» **Data extract**:
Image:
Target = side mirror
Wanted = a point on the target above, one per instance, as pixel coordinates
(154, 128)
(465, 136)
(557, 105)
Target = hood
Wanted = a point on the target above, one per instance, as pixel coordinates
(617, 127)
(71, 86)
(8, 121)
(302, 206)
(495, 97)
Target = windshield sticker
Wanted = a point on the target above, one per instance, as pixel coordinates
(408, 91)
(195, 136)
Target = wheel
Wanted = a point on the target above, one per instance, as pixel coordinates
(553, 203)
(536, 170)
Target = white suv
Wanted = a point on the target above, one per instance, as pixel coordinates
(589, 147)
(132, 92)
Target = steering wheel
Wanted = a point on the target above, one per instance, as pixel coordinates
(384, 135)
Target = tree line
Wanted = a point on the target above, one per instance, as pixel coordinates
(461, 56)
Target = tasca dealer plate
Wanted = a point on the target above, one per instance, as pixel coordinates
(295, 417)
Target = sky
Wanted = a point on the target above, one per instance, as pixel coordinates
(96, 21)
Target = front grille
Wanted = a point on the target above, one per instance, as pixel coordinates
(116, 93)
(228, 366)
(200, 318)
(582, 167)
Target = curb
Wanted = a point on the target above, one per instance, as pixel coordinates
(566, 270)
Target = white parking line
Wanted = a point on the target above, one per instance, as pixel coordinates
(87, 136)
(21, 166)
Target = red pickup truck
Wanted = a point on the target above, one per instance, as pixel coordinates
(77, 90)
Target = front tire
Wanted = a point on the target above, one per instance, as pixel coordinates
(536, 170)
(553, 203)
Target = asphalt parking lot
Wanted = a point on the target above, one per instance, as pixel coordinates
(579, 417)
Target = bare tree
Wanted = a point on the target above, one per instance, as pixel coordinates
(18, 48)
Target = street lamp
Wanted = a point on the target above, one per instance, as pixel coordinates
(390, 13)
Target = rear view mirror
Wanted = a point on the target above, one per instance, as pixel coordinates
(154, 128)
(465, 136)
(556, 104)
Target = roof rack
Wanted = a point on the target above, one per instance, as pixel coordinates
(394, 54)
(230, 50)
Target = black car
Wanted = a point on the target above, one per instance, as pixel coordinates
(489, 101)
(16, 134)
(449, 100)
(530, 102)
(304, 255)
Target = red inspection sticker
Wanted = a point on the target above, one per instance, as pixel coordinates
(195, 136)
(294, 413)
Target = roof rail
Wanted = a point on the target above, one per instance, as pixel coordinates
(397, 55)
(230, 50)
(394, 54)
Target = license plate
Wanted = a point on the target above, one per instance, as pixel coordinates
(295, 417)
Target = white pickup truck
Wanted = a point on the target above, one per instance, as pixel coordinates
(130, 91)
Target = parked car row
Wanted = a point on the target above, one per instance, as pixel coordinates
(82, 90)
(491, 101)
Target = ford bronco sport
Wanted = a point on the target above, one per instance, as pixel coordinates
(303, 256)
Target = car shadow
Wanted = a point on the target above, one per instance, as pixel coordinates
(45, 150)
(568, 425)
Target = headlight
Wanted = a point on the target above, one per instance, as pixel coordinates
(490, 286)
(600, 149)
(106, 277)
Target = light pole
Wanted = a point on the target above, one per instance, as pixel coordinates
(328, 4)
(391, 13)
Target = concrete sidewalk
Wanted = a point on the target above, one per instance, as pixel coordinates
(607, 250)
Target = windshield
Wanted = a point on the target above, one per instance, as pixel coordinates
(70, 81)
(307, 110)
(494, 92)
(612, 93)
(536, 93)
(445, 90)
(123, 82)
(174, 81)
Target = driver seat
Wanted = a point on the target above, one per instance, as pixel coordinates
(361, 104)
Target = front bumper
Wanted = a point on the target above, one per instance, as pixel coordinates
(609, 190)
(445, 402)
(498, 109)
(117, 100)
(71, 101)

» **Goal of the exercise**: Print all of the entries exactly as they are written.

» **Task output**:
Image:
Target = side mirror
Wanted = a point on the target above, one per instance, as pixel coordinates
(154, 128)
(465, 136)
(557, 105)
Target = hood
Wanted = a point on the target above, one per instance, as pixel coordinates
(617, 127)
(71, 86)
(8, 121)
(302, 206)
(495, 97)
Target = windshield sticker
Wanted = a point on the target above, one per instance, as pixel coordinates
(408, 91)
(195, 136)
Target = wheel
Wanted = a point on the target above, one per instance, as pixel coordinates
(553, 203)
(536, 170)
Target = white suv
Wanted = a point on the target above, one per instance, as pixel coordinates
(589, 147)
(132, 92)
Target = steering wheel
Wanted = a point on the target above, one per instance, as pixel coordinates
(384, 135)
Target = tree line
Wanted = a point on the target above, one per instance, as pixel coordinates
(461, 56)
Target = tasca dealer plate
Wanted = a point on the target above, one per instance, as pixel coordinates
(295, 417)
Target = sky
Wanted = a point on the target above, one per instance, as pixel coordinates
(96, 21)
Target = front grille
Wanted = a point on the target above, one per instance, as pixel coordinates
(116, 93)
(228, 366)
(200, 318)
(582, 167)
Target = curb
Wanted = a point on the target above, one per instance, as pixel coordinates
(566, 270)
Target = white parking line
Wanted = a point on the target above, one per instance, as pixel coordinates
(87, 136)
(21, 166)
Target = red pickup truck
Wanted = a point on the target above, one per instance, as pixel coordinates
(77, 90)
Target = front tire
Wanted = a point on the target above, one per instance, as pixel coordinates
(536, 170)
(553, 203)
Target = asphalt parking lot
Wanted = a point on the target above, one per instance, as pixel coordinates
(579, 417)
Target = bare tree
Wanted = a point on the target above, one per instance, as pixel coordinates
(18, 48)
Target = street lamp
Wanted = a point on the target above, one per instance, as pixel coordinates
(390, 13)
Target = rear view mirror
Wanted = a point on the target above, one per instance, as pixel coordinates
(154, 128)
(465, 136)
(556, 104)
Target = roof rack
Wanted = a point on the target above, one per instance, as pixel coordinates
(394, 54)
(230, 50)
Target = black car
Wanted = a point on the target above, one per instance, as pixel coordinates
(489, 101)
(16, 134)
(449, 100)
(530, 102)
(304, 255)
Target = red inspection sticker
Wanted = a point on the target above, one per instance, as pixel coordinates
(195, 136)
(294, 413)
Target = roof rail
Wanted = a point on the target above, one per instance, as pixel coordinates
(397, 55)
(230, 50)
(394, 54)
Target = license plate
Wanted = a point on the target above, one per instance, as pixel coordinates
(295, 417)
Target = white pickup truck
Wanted = a point on the target above, one per instance, as pixel coordinates
(130, 91)
Target = parked car row
Wanted = a point on the target above, one per instance, as pixel coordinates
(82, 90)
(491, 101)
Target = ford bronco sport
Wanted = a point on the target above, one per instance, as pixel coordinates
(303, 256)
Target = car shadow
Wanted = a point on the target above, one per instance, as pixel coordinates
(45, 150)
(568, 425)
Target = headlight
Wanted = a point on the target above, one per instance, as pixel coordinates
(490, 286)
(600, 149)
(106, 277)
Target = light pole
Wanted = a point on the target above, one per instance, as pixel coordinates
(328, 4)
(391, 13)
Target = concrete sidewalk
Wanted = a point on the target above, one per instance, as pixel coordinates
(607, 250)
Target = windshield
Wanted = a point on the target above, one per instance, as pixel coordinates
(70, 81)
(307, 110)
(494, 92)
(612, 93)
(536, 93)
(445, 90)
(123, 82)
(174, 81)
Target = driver seat
Wanted = a point on the target above, one per instance, as pixel coordinates
(361, 104)
Target = front bumper
Wanted = a point on the target above, one per instance, as pixel coordinates
(609, 190)
(445, 402)
(498, 109)
(117, 100)
(71, 101)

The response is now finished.